___ MATERIAL SHOWN
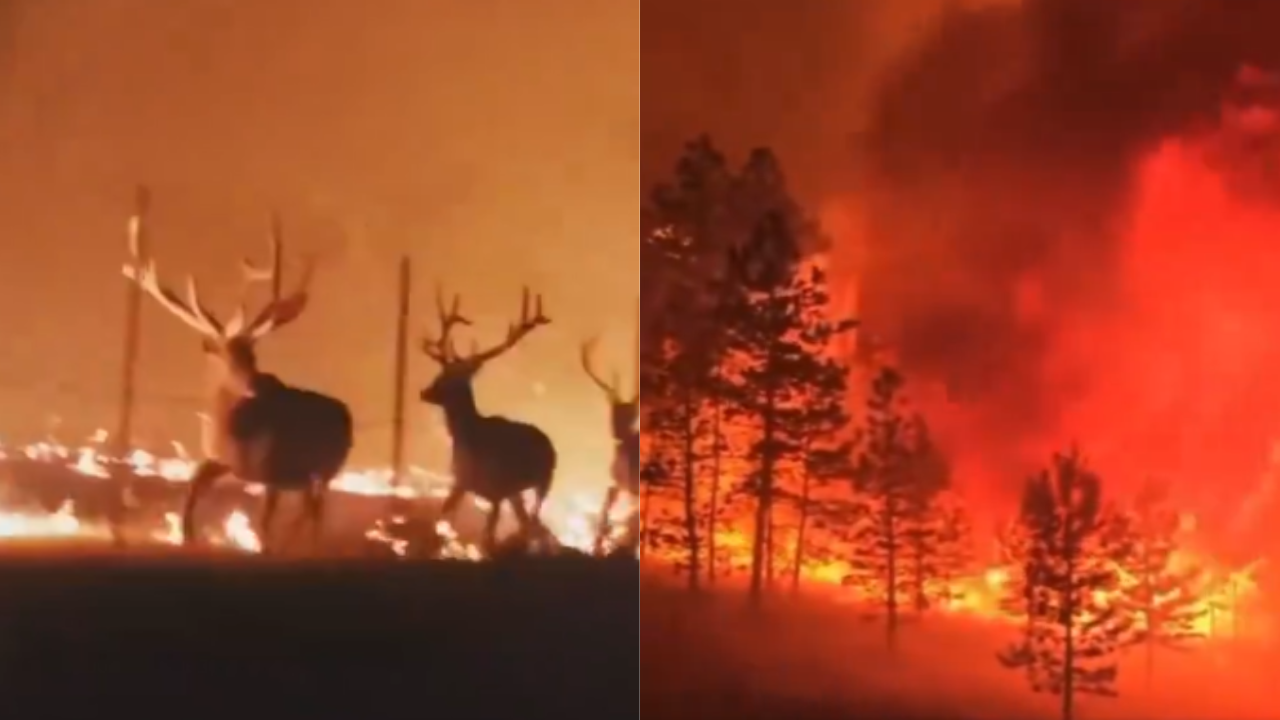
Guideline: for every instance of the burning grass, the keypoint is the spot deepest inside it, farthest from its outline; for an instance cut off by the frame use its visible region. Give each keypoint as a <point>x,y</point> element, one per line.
<point>574,519</point>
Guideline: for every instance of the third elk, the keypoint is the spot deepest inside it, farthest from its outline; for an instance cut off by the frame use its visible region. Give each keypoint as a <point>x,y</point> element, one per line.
<point>625,472</point>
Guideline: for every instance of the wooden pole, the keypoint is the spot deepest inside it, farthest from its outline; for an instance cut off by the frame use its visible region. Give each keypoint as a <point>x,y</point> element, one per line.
<point>398,425</point>
<point>277,240</point>
<point>129,368</point>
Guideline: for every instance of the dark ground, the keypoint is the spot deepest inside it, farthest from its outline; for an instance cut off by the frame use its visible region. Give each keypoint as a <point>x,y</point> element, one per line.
<point>187,637</point>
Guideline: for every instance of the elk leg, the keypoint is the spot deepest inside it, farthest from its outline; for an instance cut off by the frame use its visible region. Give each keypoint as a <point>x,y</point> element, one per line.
<point>490,528</point>
<point>315,513</point>
<point>201,482</point>
<point>602,531</point>
<point>312,513</point>
<point>269,505</point>
<point>451,504</point>
<point>526,522</point>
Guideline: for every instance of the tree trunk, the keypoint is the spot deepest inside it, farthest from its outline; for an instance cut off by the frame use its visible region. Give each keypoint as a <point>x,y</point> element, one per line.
<point>766,491</point>
<point>922,602</point>
<point>891,575</point>
<point>645,533</point>
<point>769,551</point>
<point>1068,620</point>
<point>798,559</point>
<point>691,493</point>
<point>713,505</point>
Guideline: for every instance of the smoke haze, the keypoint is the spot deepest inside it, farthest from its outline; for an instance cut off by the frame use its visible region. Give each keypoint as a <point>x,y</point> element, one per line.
<point>1034,200</point>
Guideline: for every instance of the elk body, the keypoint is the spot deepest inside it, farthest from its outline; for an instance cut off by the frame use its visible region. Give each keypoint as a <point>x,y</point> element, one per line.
<point>625,470</point>
<point>494,458</point>
<point>257,428</point>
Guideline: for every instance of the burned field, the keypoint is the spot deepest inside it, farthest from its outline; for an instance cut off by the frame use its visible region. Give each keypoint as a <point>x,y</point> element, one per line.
<point>191,634</point>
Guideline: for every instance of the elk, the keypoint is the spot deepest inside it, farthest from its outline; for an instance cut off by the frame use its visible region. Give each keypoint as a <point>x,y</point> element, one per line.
<point>494,458</point>
<point>624,414</point>
<point>256,428</point>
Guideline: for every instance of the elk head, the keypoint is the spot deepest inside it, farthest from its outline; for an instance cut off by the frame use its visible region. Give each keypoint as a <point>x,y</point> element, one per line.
<point>453,384</point>
<point>624,411</point>
<point>229,346</point>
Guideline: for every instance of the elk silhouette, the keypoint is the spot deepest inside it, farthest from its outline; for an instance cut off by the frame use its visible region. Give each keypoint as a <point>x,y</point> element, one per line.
<point>256,428</point>
<point>625,472</point>
<point>494,458</point>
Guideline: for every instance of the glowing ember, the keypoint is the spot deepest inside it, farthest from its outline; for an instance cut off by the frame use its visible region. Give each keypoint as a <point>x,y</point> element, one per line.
<point>60,524</point>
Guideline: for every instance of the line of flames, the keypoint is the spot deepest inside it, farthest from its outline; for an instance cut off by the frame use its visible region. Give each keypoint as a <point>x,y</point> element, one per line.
<point>1223,597</point>
<point>572,519</point>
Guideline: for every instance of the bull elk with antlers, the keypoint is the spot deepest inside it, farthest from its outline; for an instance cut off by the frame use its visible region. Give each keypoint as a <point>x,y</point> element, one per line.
<point>494,458</point>
<point>624,414</point>
<point>257,428</point>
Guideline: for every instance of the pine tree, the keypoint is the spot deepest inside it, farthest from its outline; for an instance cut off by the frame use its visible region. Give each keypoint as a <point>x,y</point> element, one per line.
<point>823,450</point>
<point>1162,596</point>
<point>776,318</point>
<point>673,429</point>
<point>685,240</point>
<point>954,552</point>
<point>895,472</point>
<point>1074,627</point>
<point>923,528</point>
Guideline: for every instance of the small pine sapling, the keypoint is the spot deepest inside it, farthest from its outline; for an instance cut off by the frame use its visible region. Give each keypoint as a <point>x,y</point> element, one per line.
<point>1075,628</point>
<point>1162,596</point>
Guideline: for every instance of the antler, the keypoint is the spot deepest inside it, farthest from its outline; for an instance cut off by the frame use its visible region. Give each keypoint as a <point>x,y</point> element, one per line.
<point>144,272</point>
<point>516,332</point>
<point>280,310</point>
<point>440,349</point>
<point>612,390</point>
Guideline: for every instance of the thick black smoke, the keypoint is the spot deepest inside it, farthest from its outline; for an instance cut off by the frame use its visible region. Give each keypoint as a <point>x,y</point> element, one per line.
<point>1000,154</point>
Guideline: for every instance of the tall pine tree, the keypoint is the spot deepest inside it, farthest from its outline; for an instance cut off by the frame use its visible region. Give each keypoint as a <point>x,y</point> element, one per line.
<point>1074,627</point>
<point>824,450</point>
<point>897,475</point>
<point>684,246</point>
<point>778,329</point>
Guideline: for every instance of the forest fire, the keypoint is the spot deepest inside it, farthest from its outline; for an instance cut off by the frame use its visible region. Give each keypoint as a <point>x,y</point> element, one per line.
<point>574,519</point>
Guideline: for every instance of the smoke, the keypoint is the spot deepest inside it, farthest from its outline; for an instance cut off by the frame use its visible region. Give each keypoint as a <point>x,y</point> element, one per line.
<point>1037,200</point>
<point>1025,181</point>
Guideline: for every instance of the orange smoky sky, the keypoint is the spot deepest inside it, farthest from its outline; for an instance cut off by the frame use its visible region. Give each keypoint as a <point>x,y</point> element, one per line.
<point>492,140</point>
<point>1060,212</point>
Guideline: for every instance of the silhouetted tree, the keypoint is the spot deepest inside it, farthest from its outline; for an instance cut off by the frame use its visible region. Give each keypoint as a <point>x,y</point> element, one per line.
<point>897,473</point>
<point>1074,625</point>
<point>673,432</point>
<point>1164,597</point>
<point>952,551</point>
<point>777,331</point>
<point>823,450</point>
<point>923,527</point>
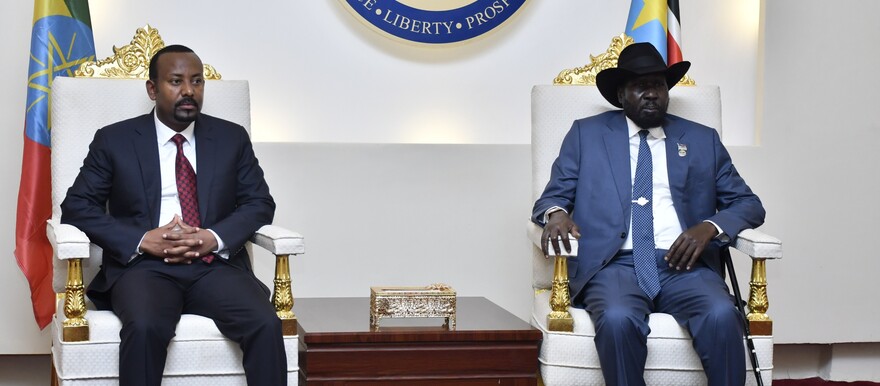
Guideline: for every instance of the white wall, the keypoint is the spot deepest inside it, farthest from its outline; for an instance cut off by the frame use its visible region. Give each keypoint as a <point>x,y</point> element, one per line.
<point>344,102</point>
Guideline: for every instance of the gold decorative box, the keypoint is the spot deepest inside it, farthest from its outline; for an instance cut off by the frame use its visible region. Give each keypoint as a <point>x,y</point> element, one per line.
<point>433,301</point>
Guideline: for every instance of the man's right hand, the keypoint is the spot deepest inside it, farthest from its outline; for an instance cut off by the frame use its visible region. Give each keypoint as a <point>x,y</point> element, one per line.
<point>559,226</point>
<point>156,242</point>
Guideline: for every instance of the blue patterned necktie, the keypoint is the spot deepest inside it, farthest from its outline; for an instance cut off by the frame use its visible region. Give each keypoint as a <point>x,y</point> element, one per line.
<point>643,221</point>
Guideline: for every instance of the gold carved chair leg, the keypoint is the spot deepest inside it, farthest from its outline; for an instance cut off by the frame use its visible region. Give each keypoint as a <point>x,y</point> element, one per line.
<point>560,299</point>
<point>76,327</point>
<point>759,322</point>
<point>282,296</point>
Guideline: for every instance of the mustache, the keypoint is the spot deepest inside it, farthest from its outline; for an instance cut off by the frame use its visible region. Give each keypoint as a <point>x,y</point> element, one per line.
<point>186,100</point>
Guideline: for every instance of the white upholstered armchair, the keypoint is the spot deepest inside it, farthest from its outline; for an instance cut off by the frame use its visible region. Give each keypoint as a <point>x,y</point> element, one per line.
<point>568,355</point>
<point>85,342</point>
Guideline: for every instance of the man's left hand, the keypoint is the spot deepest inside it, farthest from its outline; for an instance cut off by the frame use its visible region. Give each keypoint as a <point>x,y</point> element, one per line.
<point>200,241</point>
<point>688,247</point>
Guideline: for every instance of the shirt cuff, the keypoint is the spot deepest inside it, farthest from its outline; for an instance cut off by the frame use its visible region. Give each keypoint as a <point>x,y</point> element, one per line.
<point>138,251</point>
<point>722,237</point>
<point>551,210</point>
<point>221,247</point>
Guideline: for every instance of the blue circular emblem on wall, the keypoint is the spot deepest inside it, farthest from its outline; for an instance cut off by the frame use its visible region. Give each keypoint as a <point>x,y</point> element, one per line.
<point>435,21</point>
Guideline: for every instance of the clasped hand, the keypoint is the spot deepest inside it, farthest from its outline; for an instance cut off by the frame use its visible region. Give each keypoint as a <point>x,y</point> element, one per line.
<point>559,226</point>
<point>683,253</point>
<point>178,242</point>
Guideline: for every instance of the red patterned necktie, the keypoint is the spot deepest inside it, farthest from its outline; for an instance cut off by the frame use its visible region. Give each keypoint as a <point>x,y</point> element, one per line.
<point>186,189</point>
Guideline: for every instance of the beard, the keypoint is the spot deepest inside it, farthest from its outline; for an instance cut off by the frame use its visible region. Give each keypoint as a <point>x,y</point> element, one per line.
<point>184,115</point>
<point>646,115</point>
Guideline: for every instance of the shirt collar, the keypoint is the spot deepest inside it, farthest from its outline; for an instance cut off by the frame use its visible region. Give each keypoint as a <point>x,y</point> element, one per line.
<point>655,132</point>
<point>164,133</point>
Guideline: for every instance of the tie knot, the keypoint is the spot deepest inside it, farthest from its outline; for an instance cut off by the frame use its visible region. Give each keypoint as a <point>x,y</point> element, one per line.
<point>178,139</point>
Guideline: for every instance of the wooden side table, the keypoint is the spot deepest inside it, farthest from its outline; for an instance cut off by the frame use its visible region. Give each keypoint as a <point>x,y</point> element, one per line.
<point>489,346</point>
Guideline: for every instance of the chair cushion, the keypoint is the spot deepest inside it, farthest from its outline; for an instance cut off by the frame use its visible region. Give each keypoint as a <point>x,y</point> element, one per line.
<point>571,358</point>
<point>197,349</point>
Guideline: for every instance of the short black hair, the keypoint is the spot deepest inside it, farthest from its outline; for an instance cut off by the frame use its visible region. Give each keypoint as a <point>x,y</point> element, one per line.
<point>167,49</point>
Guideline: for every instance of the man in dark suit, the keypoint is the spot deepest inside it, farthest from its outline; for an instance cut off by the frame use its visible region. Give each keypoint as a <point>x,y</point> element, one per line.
<point>654,200</point>
<point>171,197</point>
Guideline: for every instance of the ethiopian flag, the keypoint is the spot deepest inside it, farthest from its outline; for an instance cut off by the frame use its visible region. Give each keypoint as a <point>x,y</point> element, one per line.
<point>61,40</point>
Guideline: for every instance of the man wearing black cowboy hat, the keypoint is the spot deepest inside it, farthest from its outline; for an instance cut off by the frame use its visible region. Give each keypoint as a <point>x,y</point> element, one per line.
<point>654,200</point>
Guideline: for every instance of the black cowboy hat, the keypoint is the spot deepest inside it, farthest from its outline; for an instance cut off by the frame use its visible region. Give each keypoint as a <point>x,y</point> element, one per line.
<point>635,60</point>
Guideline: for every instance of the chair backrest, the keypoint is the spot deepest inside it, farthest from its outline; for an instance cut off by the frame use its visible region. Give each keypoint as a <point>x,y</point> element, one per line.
<point>554,108</point>
<point>81,106</point>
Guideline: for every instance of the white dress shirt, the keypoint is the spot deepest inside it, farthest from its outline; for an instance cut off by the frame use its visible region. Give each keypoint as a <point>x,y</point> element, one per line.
<point>666,225</point>
<point>170,201</point>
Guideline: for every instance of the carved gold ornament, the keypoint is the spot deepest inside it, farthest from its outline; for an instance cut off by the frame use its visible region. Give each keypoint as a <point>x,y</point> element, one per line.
<point>132,61</point>
<point>586,75</point>
<point>433,301</point>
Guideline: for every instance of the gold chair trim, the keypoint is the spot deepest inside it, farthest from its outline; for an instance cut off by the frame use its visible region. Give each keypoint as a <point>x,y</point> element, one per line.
<point>586,75</point>
<point>132,61</point>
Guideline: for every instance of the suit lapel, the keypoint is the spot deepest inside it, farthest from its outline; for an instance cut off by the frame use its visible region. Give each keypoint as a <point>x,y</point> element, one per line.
<point>205,152</point>
<point>676,161</point>
<point>146,149</point>
<point>617,146</point>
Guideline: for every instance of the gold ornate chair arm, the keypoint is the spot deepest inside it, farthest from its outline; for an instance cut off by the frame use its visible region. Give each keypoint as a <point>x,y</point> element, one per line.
<point>760,247</point>
<point>71,244</point>
<point>282,243</point>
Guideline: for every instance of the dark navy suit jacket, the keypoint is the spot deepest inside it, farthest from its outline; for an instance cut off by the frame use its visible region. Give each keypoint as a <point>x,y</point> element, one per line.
<point>116,196</point>
<point>591,179</point>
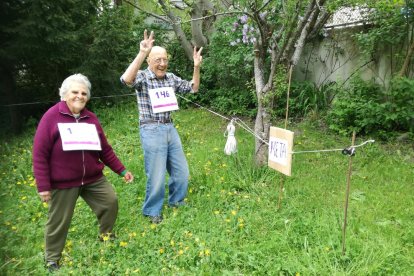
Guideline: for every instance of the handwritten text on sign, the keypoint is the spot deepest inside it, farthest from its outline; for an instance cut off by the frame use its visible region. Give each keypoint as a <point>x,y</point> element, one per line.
<point>163,99</point>
<point>79,136</point>
<point>280,150</point>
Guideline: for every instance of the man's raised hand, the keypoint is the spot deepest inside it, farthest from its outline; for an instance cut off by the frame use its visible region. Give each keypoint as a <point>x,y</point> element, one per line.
<point>146,44</point>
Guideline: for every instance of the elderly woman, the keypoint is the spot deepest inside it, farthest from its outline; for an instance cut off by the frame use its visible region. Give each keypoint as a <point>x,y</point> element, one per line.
<point>69,153</point>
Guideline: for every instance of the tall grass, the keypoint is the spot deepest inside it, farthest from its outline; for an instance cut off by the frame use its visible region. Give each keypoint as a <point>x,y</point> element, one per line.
<point>231,225</point>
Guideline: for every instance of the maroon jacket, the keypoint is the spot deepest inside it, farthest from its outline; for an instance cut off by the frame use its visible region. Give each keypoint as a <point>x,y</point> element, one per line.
<point>58,169</point>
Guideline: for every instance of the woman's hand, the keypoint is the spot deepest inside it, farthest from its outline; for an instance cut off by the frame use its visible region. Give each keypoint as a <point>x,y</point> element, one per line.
<point>45,196</point>
<point>128,177</point>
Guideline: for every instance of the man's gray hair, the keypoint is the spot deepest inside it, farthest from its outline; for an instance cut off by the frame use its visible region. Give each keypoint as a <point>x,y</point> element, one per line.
<point>79,78</point>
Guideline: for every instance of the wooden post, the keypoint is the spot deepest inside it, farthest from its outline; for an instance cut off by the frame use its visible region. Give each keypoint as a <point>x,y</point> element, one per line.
<point>348,185</point>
______
WHAT THIS TASK INVOLVES:
Write out, word for word, every line from the one containing "Guideline: for every instance of the wooden post, the" through the last line of the records above.

OUTPUT FOR THIS TASK:
Guideline: for every instance of the wooden post, the keypoint is the spot deepest inside it, farthest from its outline; for an instance cut off by the frame use its visible region. Give each keypoint as a <point>x,y</point> element, one per line.
<point>348,185</point>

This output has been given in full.